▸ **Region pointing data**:
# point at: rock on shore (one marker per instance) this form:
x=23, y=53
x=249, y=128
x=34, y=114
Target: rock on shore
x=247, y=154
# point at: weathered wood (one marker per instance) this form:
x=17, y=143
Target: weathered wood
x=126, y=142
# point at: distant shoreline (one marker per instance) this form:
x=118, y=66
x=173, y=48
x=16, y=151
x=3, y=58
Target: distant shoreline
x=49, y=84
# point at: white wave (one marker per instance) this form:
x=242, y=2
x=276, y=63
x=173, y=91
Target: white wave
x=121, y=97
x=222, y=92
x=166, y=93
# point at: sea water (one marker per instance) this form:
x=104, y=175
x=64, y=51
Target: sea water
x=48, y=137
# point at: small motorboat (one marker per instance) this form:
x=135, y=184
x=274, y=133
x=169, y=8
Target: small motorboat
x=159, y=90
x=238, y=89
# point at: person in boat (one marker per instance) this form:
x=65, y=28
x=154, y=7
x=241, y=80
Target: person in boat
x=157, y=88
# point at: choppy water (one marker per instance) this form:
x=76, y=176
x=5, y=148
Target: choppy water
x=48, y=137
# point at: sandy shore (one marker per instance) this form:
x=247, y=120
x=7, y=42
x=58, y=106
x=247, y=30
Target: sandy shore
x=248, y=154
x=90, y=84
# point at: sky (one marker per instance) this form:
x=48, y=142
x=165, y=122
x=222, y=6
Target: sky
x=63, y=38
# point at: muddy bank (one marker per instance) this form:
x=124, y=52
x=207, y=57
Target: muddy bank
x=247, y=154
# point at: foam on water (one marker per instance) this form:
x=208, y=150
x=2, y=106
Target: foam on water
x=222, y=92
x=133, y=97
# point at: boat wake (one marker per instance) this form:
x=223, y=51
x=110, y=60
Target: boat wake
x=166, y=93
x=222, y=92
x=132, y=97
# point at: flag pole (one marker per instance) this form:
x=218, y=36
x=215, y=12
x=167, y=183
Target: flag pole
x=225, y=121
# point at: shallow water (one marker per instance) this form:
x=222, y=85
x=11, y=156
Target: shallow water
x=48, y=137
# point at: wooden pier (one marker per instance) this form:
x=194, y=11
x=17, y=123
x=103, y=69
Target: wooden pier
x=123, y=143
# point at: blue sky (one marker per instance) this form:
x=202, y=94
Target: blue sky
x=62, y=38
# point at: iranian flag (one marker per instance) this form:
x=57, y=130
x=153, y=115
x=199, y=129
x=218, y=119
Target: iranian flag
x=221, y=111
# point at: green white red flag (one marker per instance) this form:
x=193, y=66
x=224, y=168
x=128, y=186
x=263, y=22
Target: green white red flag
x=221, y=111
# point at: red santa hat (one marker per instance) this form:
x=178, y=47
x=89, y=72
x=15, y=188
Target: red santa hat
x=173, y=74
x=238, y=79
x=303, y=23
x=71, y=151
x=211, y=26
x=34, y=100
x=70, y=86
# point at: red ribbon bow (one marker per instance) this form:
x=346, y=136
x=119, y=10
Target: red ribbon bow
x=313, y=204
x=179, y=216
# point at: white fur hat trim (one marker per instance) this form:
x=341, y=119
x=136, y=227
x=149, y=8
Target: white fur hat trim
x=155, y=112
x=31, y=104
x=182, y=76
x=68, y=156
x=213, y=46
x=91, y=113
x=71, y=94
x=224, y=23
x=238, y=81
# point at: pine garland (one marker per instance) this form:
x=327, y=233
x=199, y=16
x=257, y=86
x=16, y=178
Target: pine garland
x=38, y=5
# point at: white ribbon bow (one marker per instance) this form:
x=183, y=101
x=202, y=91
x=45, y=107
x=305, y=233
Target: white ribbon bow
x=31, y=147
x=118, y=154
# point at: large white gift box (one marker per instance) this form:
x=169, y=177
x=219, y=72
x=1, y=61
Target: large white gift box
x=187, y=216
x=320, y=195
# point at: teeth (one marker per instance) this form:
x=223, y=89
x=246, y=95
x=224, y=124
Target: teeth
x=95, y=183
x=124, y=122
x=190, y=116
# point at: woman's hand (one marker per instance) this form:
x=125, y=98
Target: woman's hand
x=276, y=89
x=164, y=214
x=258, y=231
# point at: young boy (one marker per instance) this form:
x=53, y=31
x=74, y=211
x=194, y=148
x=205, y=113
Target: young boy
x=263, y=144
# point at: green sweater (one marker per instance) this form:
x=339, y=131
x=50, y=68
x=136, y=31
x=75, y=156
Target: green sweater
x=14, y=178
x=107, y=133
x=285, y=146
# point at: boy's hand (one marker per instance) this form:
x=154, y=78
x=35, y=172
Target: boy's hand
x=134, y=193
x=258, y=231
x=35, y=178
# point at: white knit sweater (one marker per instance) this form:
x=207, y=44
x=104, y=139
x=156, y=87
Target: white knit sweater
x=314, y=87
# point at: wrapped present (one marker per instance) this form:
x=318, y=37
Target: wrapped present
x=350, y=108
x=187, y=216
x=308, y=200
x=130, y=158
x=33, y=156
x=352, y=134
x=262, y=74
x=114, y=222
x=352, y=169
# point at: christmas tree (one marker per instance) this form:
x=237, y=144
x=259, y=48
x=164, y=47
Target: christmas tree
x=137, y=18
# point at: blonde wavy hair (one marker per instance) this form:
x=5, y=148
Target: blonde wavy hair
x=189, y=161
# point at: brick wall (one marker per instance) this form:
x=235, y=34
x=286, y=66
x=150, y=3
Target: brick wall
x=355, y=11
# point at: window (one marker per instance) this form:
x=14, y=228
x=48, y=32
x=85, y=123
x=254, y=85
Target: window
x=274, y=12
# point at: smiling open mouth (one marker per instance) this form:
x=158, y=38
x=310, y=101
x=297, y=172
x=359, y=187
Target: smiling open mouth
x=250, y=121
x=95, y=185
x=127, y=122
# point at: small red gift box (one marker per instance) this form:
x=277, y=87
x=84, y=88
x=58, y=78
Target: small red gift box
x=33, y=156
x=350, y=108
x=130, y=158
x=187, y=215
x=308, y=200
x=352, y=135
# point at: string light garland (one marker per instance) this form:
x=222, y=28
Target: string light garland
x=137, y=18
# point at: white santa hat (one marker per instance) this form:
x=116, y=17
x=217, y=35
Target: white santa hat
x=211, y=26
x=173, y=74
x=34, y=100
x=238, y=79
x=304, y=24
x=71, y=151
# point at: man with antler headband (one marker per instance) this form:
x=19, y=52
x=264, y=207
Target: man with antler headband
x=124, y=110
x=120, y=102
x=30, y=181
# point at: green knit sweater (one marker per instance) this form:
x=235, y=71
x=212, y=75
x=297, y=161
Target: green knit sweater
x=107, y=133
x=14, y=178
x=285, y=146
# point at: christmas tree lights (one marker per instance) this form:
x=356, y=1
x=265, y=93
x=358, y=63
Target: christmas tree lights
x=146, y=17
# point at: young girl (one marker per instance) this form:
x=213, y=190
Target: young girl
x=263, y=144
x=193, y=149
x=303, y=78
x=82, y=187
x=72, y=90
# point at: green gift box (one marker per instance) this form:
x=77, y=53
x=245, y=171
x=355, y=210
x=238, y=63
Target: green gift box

▸ **WHAT YOU HAVE TO DO**:
Could you return the data above exactly as it stands?

▸ **SOLUTION FOR THIS EXERCISE**:
# point at: rock on shore (one marker per instance) this form:
x=23, y=53
x=249, y=128
x=34, y=114
Target: rock on shore
x=247, y=154
# point at: weathered wood (one marker per instance) this form:
x=17, y=143
Target: weathered wood
x=126, y=142
# point at: distant shoreline (one marker per instance) this form:
x=118, y=66
x=173, y=48
x=16, y=151
x=3, y=58
Target: distant shoreline
x=49, y=84
# point at: white wave (one marker per instance) this form:
x=242, y=2
x=276, y=63
x=173, y=91
Target: white wave
x=121, y=97
x=222, y=92
x=166, y=93
# point at: sea water (one marker per instance) this form:
x=104, y=175
x=64, y=51
Target: sea water
x=48, y=137
# point at: small motorboat (one marker per instance) this form:
x=135, y=184
x=274, y=133
x=169, y=8
Target: small motorboat
x=159, y=90
x=238, y=89
# point at: person in boat (one marker per instance) this form:
x=65, y=28
x=154, y=7
x=241, y=80
Target: person in boat
x=157, y=88
# point at: choppy water (one marker per instance) this form:
x=76, y=176
x=5, y=148
Target: choppy water
x=48, y=137
# point at: sandy shore (one marker per instance) this form:
x=247, y=120
x=7, y=42
x=58, y=106
x=247, y=30
Target: sandy shore
x=248, y=154
x=90, y=84
# point at: sky (one marker per instance) this form:
x=48, y=142
x=165, y=122
x=222, y=6
Target: sky
x=63, y=38
# point at: muddy bank (one marker per instance) this form:
x=124, y=52
x=207, y=57
Target: muddy bank
x=247, y=154
# point at: foam on water (one marker per instance) this form:
x=208, y=150
x=2, y=106
Target: foam on water
x=222, y=92
x=133, y=97
# point at: boat wake (one marker per instance) this form:
x=223, y=51
x=110, y=60
Target: boat wake
x=166, y=93
x=222, y=92
x=132, y=97
# point at: flag pole (one marker per instance) this form:
x=218, y=36
x=215, y=12
x=167, y=183
Target: flag pole
x=225, y=121
# point at: shallow water (one marker per instance) this form:
x=222, y=85
x=11, y=156
Target: shallow water
x=48, y=137
# point at: wooden pier (one marker per instance) this form:
x=194, y=11
x=17, y=123
x=103, y=69
Target: wooden pier
x=123, y=143
# point at: blue sky (one marker per instance) this form:
x=202, y=94
Target: blue sky
x=62, y=38
# point at: iranian flag (one marker per instance) this form:
x=57, y=130
x=153, y=115
x=199, y=129
x=218, y=119
Target: iranian flag
x=221, y=111
# point at: green white red flag (one marker per instance) this form:
x=193, y=66
x=224, y=168
x=128, y=186
x=263, y=22
Target: green white red flag
x=221, y=111
# point at: red santa hat (one marker per instance) this form:
x=178, y=47
x=89, y=72
x=15, y=188
Target: red santa hat
x=173, y=74
x=238, y=79
x=303, y=23
x=71, y=151
x=211, y=26
x=34, y=100
x=70, y=86
# point at: red ribbon bow (one marker per instance) this form:
x=346, y=136
x=119, y=10
Target: red ribbon bow
x=313, y=204
x=179, y=216
# point at: white fur hat trim (one marker per instance) this form:
x=341, y=119
x=136, y=227
x=149, y=8
Target: white fur hat trim
x=155, y=112
x=31, y=104
x=182, y=76
x=68, y=156
x=213, y=46
x=91, y=113
x=71, y=94
x=224, y=23
x=238, y=81
# point at: pine garland (one marker per instance) this form:
x=327, y=233
x=199, y=16
x=257, y=86
x=16, y=178
Target: pine garland
x=38, y=5
# point at: white ribbon bow (one marker per instance) this form:
x=183, y=101
x=202, y=91
x=45, y=107
x=305, y=233
Target: white ribbon bow
x=31, y=147
x=118, y=154
# point at: large white gift box (one marker per instance) this form:
x=169, y=177
x=219, y=72
x=1, y=61
Target: large white gift box
x=187, y=216
x=320, y=195
# point at: teeth (one marker per instance) this form:
x=223, y=89
x=246, y=95
x=224, y=124
Target: teeth
x=95, y=183
x=124, y=122
x=190, y=116
# point at: woman's hand (one marker per instance) this form:
x=125, y=98
Target: woman's hand
x=276, y=89
x=164, y=214
x=258, y=231
# point at: young boy (one marker per instance) this form:
x=53, y=31
x=74, y=211
x=194, y=148
x=205, y=113
Target: young boy
x=263, y=144
# point at: green sweater (one marker per instance) this form:
x=339, y=131
x=50, y=68
x=136, y=31
x=75, y=156
Target: green sweater
x=14, y=178
x=107, y=133
x=285, y=146
# point at: boy's hand (one marker per instance) this form:
x=154, y=78
x=35, y=172
Target: boy's hand
x=134, y=193
x=258, y=231
x=35, y=178
# point at: white knit sweater (one marker per instance) this form:
x=207, y=44
x=104, y=139
x=156, y=87
Target: white knit sweater
x=314, y=87
# point at: wrapped present (one marker per instance) this form:
x=318, y=37
Target: wrapped present
x=350, y=108
x=187, y=216
x=308, y=200
x=130, y=158
x=33, y=156
x=352, y=134
x=262, y=74
x=114, y=222
x=352, y=169
# point at: christmas tree (one marker per instance) this form:
x=237, y=144
x=259, y=48
x=164, y=47
Target: christmas tree
x=137, y=18
# point at: blonde wavy hair (one marker per instance) this form:
x=5, y=148
Target: blonde wavy hair
x=189, y=161
# point at: brick wall (one marker per instance) this form:
x=235, y=34
x=286, y=66
x=150, y=3
Target: brick wall
x=355, y=11
# point at: window (one marker per instance) this form:
x=14, y=228
x=48, y=32
x=85, y=123
x=254, y=85
Target: window
x=274, y=12
# point at: smiling open mouth (one marker per instance) this form:
x=158, y=38
x=310, y=101
x=297, y=172
x=359, y=187
Target: smiling open mouth
x=250, y=121
x=95, y=185
x=127, y=122
# point at: small red gift box (one marker per instance) this form:
x=277, y=87
x=84, y=88
x=58, y=78
Target: small red gift box
x=33, y=156
x=350, y=108
x=130, y=158
x=187, y=215
x=308, y=200
x=352, y=135
# point at: string light garland (one marker per instance) this form:
x=222, y=28
Target: string light garland
x=137, y=18
# point at: white santa hat (one marker per instance) this form:
x=116, y=17
x=217, y=35
Target: white santa hat
x=211, y=26
x=173, y=74
x=34, y=100
x=238, y=79
x=304, y=24
x=71, y=151
# point at: man with antler headband (one marker per instance) this form:
x=19, y=52
x=264, y=207
Target: man with antler headband
x=124, y=110
x=120, y=102
x=30, y=181
# point at: green knit sweater (one marker per instance) this form:
x=235, y=71
x=212, y=75
x=297, y=161
Target: green knit sweater
x=107, y=133
x=14, y=178
x=285, y=146
# point at: christmas tree lights (one marker per instance) this form:
x=356, y=1
x=265, y=93
x=358, y=63
Target: christmas tree lights
x=146, y=17
# point at: young girl (one marker per instance) this form:
x=213, y=190
Target: young girl
x=263, y=144
x=193, y=149
x=303, y=78
x=82, y=187
x=72, y=90
# point at: green gift box (one marker per instance) this form:
x=77, y=53
x=245, y=171
x=355, y=210
x=238, y=63
Target: green gift box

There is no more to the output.